*Description of the task*.
Reproduce, word for word, the data below, starting at the line containing "Task: annotate every instance of the truck" and continuing through the last line of the data, both included.

*Records for processing*.
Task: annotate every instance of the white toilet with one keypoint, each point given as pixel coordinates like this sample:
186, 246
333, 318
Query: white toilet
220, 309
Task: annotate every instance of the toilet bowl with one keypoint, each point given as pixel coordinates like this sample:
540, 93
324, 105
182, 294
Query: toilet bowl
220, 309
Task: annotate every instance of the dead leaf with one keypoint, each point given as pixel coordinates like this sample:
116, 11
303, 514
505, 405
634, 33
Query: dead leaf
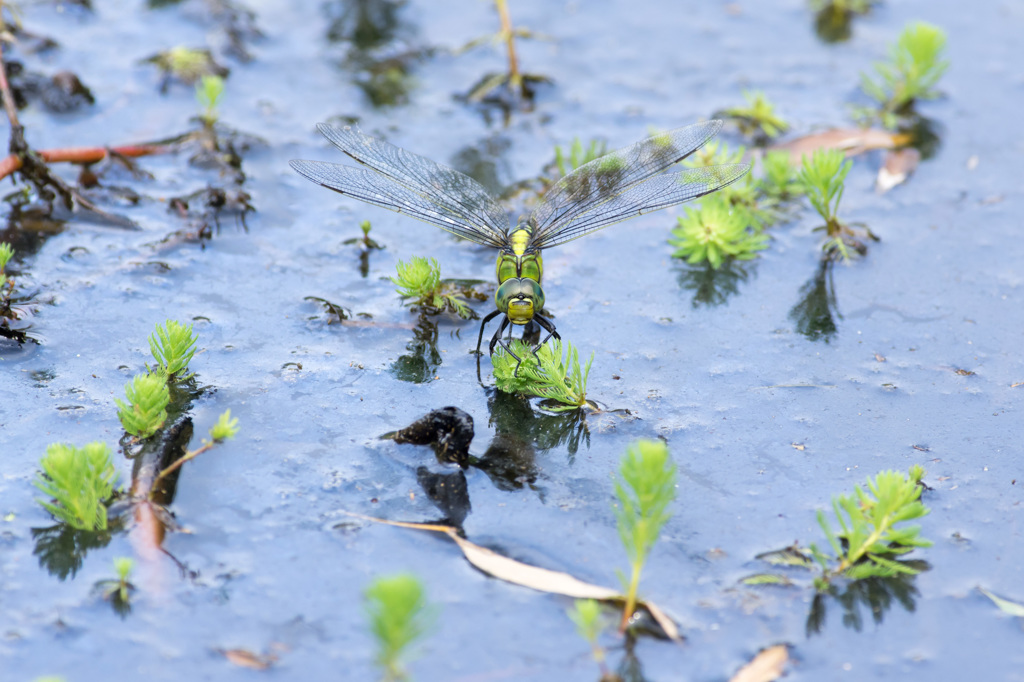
852, 141
765, 667
897, 167
1005, 605
535, 578
245, 658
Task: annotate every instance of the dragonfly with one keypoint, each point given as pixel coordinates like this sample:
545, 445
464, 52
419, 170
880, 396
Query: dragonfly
616, 186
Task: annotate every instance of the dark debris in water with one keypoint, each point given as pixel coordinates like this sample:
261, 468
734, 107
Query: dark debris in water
449, 430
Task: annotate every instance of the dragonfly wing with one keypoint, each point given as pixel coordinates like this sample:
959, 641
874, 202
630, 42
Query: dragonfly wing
375, 188
656, 193
600, 180
452, 193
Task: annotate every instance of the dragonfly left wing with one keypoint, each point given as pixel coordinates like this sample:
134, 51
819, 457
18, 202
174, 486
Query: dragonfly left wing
657, 193
461, 198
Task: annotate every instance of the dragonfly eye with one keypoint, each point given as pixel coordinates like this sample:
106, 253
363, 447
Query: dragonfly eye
520, 299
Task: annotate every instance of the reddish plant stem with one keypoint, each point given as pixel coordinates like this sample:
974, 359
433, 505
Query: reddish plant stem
81, 155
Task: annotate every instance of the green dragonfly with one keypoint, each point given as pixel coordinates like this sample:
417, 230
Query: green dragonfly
616, 186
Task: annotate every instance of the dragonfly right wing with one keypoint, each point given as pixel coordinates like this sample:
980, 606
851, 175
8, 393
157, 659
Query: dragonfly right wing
409, 183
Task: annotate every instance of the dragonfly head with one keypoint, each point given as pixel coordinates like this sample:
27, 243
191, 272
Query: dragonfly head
520, 299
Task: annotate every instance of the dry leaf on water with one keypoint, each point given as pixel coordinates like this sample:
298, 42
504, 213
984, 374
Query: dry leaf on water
245, 658
1005, 605
767, 666
535, 578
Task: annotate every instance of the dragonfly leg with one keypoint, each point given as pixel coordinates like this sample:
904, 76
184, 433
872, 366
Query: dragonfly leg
483, 324
548, 327
498, 335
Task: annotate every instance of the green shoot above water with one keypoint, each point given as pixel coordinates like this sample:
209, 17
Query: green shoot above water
914, 67
172, 346
821, 177
590, 623
867, 540
6, 253
145, 410
208, 92
552, 373
715, 230
646, 488
758, 119
224, 429
120, 588
419, 282
398, 615
80, 480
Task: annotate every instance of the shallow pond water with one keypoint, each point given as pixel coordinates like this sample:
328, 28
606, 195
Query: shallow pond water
776, 384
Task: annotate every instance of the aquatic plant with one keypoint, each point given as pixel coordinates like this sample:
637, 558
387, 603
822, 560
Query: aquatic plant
646, 488
6, 253
822, 176
119, 589
398, 615
715, 230
867, 540
172, 346
145, 410
80, 481
590, 623
778, 177
186, 64
518, 84
208, 92
365, 242
225, 428
552, 373
758, 119
579, 155
914, 67
419, 283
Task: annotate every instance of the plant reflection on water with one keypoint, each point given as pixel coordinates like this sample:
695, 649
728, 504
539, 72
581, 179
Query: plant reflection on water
510, 459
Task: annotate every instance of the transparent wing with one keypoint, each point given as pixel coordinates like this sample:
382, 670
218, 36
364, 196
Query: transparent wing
375, 188
604, 178
656, 193
410, 183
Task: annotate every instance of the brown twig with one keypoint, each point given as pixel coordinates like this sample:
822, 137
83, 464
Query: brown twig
81, 155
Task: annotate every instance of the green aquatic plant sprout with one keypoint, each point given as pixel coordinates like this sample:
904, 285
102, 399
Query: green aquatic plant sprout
914, 68
867, 540
553, 373
590, 623
173, 345
758, 119
6, 253
645, 488
579, 155
715, 230
225, 428
208, 92
80, 481
398, 615
419, 282
822, 176
120, 588
145, 411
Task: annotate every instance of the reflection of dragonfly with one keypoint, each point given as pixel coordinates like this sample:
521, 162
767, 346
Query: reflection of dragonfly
611, 188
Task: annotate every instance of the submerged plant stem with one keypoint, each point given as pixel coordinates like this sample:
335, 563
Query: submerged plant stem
515, 78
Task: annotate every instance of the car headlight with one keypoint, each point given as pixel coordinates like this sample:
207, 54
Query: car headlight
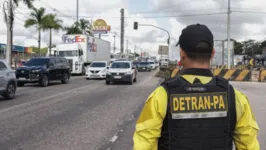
35, 71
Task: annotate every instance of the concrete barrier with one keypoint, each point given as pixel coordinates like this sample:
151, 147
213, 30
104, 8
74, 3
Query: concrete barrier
233, 74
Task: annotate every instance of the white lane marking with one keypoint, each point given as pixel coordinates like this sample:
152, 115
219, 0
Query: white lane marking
114, 138
10, 111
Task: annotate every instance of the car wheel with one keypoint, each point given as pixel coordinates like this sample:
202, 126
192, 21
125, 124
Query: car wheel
10, 91
44, 81
65, 79
20, 84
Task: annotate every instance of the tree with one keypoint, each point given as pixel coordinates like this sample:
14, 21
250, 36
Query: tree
28, 3
238, 49
50, 22
36, 19
73, 29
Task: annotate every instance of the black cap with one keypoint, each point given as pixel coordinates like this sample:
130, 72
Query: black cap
194, 34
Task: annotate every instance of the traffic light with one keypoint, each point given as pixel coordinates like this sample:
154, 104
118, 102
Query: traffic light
135, 25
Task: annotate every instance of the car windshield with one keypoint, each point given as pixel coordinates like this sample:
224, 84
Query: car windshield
98, 64
37, 62
120, 65
144, 63
68, 53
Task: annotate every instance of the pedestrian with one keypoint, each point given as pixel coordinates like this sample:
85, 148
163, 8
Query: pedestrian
195, 110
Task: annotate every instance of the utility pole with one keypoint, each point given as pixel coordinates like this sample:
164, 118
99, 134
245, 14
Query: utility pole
9, 32
122, 31
77, 10
114, 42
228, 35
222, 52
127, 47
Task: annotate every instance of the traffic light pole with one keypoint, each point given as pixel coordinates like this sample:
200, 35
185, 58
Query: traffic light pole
168, 41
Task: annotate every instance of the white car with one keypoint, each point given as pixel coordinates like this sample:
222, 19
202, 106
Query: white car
153, 65
97, 69
8, 81
121, 71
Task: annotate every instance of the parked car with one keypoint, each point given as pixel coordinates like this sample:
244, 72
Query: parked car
153, 66
8, 83
43, 70
144, 66
97, 69
121, 71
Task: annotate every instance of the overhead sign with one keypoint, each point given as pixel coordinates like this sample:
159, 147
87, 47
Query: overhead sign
163, 50
100, 26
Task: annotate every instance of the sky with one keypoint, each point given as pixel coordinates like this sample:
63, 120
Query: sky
247, 20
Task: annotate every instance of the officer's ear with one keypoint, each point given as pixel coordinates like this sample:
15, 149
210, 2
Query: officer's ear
213, 53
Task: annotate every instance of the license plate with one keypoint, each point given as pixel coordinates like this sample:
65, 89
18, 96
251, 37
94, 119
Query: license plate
117, 77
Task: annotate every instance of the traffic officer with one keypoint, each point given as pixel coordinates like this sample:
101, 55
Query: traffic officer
196, 111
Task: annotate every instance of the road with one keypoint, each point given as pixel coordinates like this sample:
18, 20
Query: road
89, 115
84, 114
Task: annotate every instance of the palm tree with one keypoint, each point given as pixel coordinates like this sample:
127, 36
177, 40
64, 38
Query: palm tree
73, 29
28, 3
37, 19
50, 23
85, 26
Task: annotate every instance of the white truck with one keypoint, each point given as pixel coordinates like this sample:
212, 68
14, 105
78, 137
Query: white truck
81, 50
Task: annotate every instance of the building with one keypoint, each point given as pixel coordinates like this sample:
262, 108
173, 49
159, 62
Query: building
15, 50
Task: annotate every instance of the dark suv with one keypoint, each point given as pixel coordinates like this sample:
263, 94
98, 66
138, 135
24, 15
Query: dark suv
43, 70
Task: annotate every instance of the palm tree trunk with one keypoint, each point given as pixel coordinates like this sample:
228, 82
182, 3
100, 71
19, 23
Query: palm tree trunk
50, 42
39, 42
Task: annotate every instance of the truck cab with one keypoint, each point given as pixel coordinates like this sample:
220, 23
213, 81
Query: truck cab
74, 54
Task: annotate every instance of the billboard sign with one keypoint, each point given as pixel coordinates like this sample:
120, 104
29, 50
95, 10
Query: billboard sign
75, 39
100, 26
163, 50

*Complete answer*.
Task: annotate every instance of the truck cab with one keypoint, each point given as pixel coordinates like this sample:
220, 23
213, 81
Query: truck cab
74, 54
Task: annotate every instance of the billboard sign with one keypoint, each point given as pixel coordinates like this sample:
120, 104
29, 50
95, 10
Query: billboard sign
75, 39
100, 26
163, 50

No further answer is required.